#### TASK DATA

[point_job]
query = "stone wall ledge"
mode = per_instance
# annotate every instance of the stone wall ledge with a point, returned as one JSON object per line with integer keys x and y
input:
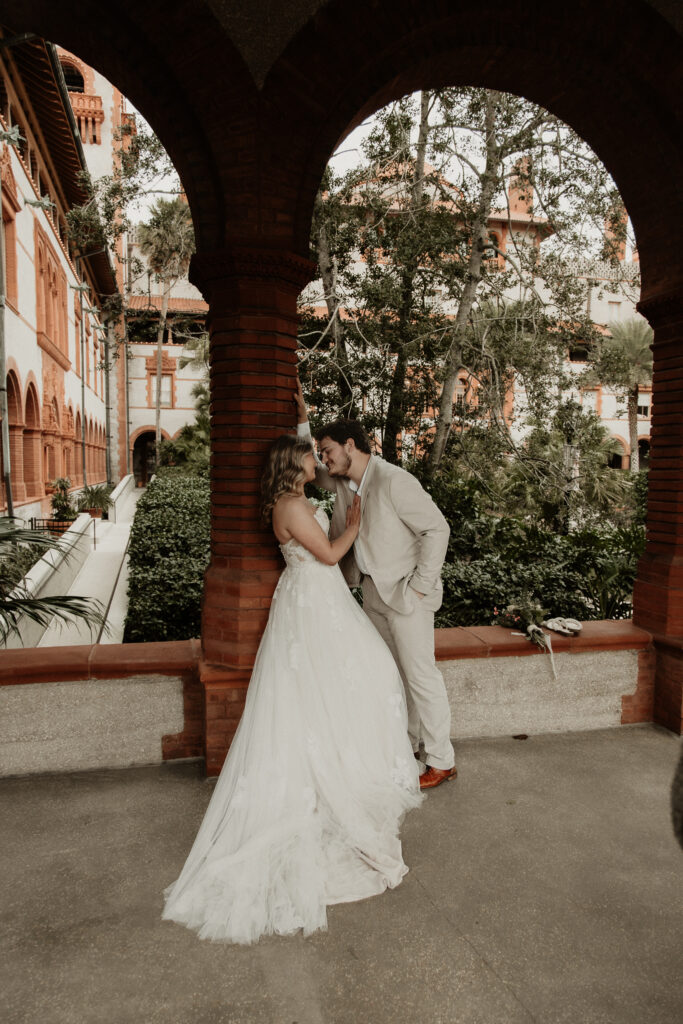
{"x": 35, "y": 665}
{"x": 461, "y": 643}
{"x": 38, "y": 665}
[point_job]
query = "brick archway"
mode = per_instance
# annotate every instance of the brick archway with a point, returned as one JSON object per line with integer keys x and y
{"x": 250, "y": 136}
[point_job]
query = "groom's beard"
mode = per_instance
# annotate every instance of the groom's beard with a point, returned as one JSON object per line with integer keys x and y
{"x": 340, "y": 469}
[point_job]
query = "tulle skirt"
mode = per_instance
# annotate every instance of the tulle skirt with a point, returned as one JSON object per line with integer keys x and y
{"x": 307, "y": 807}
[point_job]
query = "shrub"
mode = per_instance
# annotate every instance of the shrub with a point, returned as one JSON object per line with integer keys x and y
{"x": 588, "y": 573}
{"x": 169, "y": 553}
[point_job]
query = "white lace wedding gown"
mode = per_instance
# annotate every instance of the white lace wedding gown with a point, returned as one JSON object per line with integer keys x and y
{"x": 307, "y": 807}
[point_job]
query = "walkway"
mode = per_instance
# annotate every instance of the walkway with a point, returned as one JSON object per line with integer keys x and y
{"x": 103, "y": 577}
{"x": 546, "y": 886}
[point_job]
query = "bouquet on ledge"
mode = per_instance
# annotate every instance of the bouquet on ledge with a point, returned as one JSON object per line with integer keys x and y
{"x": 524, "y": 613}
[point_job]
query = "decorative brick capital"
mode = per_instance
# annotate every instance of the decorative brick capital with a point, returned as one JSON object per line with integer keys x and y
{"x": 209, "y": 269}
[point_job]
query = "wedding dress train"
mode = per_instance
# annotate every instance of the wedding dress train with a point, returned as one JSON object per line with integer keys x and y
{"x": 307, "y": 807}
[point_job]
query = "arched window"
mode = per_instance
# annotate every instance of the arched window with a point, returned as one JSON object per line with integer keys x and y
{"x": 32, "y": 441}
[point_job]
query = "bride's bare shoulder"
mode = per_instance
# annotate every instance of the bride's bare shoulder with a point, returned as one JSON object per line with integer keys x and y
{"x": 286, "y": 511}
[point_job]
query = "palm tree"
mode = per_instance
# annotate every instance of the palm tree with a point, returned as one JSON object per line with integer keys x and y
{"x": 16, "y": 603}
{"x": 624, "y": 361}
{"x": 167, "y": 242}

########

TO BE DONE = Return every line of the source data that contains the word "shoulder".

COMPLETE OUTPUT =
query = "bride's bare shoulder"
# annotate every instance of the bride's bare shoulder with a point, returned as one JSON object per line with integer keys x and y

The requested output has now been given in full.